| Job |
Retype the lines below word for word, keeping every one of them, but leave out the pictures.
** START Data in this exercise **
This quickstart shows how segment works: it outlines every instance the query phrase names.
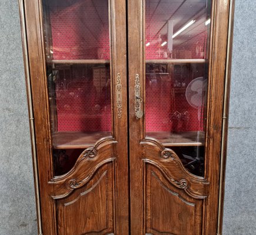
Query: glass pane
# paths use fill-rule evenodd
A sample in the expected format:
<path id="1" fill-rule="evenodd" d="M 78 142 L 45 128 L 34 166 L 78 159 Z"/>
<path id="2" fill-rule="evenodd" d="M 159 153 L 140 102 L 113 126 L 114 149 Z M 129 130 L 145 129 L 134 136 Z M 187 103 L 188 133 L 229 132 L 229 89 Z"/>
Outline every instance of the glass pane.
** END Data in this exercise **
| Result for this exercise |
This quickstart shows how segment works: it outlines every instance the query phrase names.
Query: glass pane
# paths use fill-rule evenodd
A sample in the expected format:
<path id="1" fill-rule="evenodd" d="M 78 142 L 45 128 L 34 166 L 78 159 Z"/>
<path id="2" fill-rule="evenodd" d="M 159 153 L 140 102 L 113 126 L 114 149 Z M 129 130 L 145 129 L 134 136 Z M 187 103 L 188 133 L 229 132 L 229 89 Z"/>
Outline every instance of the glass pane.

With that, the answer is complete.